Every record below is to be restated word for word.
· · · · ·
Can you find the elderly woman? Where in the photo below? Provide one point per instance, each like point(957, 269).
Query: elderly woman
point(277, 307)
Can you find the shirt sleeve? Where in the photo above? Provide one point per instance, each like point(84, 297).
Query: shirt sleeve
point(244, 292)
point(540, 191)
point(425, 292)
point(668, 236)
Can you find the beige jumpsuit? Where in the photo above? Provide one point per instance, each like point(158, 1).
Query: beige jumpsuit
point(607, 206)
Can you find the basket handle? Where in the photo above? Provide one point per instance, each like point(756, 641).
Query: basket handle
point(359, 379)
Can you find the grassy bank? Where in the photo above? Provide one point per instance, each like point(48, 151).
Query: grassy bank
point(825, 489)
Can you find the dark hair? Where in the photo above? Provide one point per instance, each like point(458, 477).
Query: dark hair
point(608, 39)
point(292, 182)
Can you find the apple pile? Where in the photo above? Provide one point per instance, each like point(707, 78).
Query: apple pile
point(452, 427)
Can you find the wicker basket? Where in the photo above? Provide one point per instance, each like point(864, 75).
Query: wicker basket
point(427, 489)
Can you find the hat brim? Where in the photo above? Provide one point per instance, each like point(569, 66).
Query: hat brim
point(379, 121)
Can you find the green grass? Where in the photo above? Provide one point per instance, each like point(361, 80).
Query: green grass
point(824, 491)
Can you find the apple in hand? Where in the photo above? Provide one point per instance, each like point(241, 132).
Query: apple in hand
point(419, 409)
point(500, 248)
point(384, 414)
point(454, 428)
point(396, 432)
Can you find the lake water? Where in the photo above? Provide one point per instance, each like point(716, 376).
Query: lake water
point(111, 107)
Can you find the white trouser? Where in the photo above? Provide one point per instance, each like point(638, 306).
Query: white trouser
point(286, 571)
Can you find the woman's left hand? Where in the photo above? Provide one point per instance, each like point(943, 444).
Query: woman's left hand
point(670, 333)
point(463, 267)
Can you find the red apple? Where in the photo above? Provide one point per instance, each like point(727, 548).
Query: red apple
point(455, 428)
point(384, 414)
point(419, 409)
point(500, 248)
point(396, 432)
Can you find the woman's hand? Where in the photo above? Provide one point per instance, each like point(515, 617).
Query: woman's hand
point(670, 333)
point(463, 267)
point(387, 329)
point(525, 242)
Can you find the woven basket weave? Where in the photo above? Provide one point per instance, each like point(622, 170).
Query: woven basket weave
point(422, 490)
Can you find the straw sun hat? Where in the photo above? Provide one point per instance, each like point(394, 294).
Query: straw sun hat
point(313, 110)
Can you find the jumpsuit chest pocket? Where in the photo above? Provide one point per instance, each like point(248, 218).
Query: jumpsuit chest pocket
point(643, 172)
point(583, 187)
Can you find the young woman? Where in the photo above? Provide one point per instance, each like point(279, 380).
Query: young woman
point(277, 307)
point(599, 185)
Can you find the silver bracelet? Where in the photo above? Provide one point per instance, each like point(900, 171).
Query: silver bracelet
· · · · ·
Result
Can you find the elderly woman? Where in the photo below? Provide one point per instance, each like point(957, 269).
Query: elderly woman
point(277, 307)
Can you find the shirt sleeve? Where in the photo above? Provide one point per instance, each like point(84, 297).
Query: shirt sleeve
point(244, 292)
point(540, 191)
point(425, 292)
point(668, 236)
Can you find the beige jumpsuit? Where in the photo above? Provide one point per instance, each like point(158, 1).
Query: beige jumpsuit
point(607, 206)
Can you find the basket handle? Where in the photo above? Provide one point per instance, each like point(756, 641).
Query: basket handle
point(359, 379)
Can you find the grassy bank? Where in the photo above? Provide one point per instance, each like point(48, 151).
Query: grassy bank
point(825, 489)
Can you find the dark hair? Where in the photo above? Provide one point per instance, each like point(458, 477).
Query: dark hair
point(608, 39)
point(292, 182)
Can you find the apple pile? Where in the photo above? Provide one point per instance, each like point(707, 78).
Query: apple pile
point(452, 427)
Can you find the wicker basket? Where in the photo above? Provide one point per instance, each like point(864, 75).
Query: wicker basket
point(427, 489)
Can you find the hat brim? Where in the photo above? Provide one point per instance, each like point(569, 66).
Query: hat brim
point(379, 121)
Can you find the green grass? Where in the photo above? Provide one point per instance, each like point(361, 80).
Query: green grass
point(824, 491)
Can you find the apple in hand? Where in the photo above? Provide one point per instance, each like point(241, 132).
Query: apple in hand
point(419, 409)
point(500, 248)
point(384, 414)
point(454, 428)
point(396, 432)
Can you find the lake water? Where in the photo above? Provide one point per instance, each like point(716, 376).
Query: lake water
point(111, 107)
Can you find the white trouser? Where in the photo above? Provide one point per instance, each like point(638, 306).
Query: white trouser
point(286, 571)
Can you find the woman's left hand? Where in the photo above? Provide one point per instance, each like point(943, 444).
Query: woman's left hand
point(670, 333)
point(463, 267)
Can you find the red apple? Where in the photo above? Provide one point per instance, each like point(727, 548).
Query: red apple
point(455, 428)
point(384, 414)
point(419, 409)
point(500, 248)
point(396, 432)
Can you find the woman's hand? Where in the photo above? Provide one point per instance, each like point(515, 617).
Query: woman's hand
point(670, 333)
point(463, 267)
point(387, 329)
point(525, 242)
Can you find the woven basket weave? Where in the photo above? Provide one point per instance, each like point(622, 170).
Query: woven basket weave
point(422, 490)
Can you find the straw sun hat? Where in the photo above? Provide one point per instance, each like point(394, 294).
Query: straw sun hat
point(313, 110)
Can you find the jumpsuit chest pocket? Where in the photo above? Provide one point per instance, each like point(248, 218).
Query: jumpsuit chest pocket
point(643, 172)
point(583, 187)
Can you find the young woman? Where in the photo above? Provide one point per instance, each like point(279, 380).
Query: young woman
point(277, 307)
point(599, 185)
Can you find the silver bracelet? Where in the photo above? Provide one point per instance, each like point(900, 171).
Query: silver bracelet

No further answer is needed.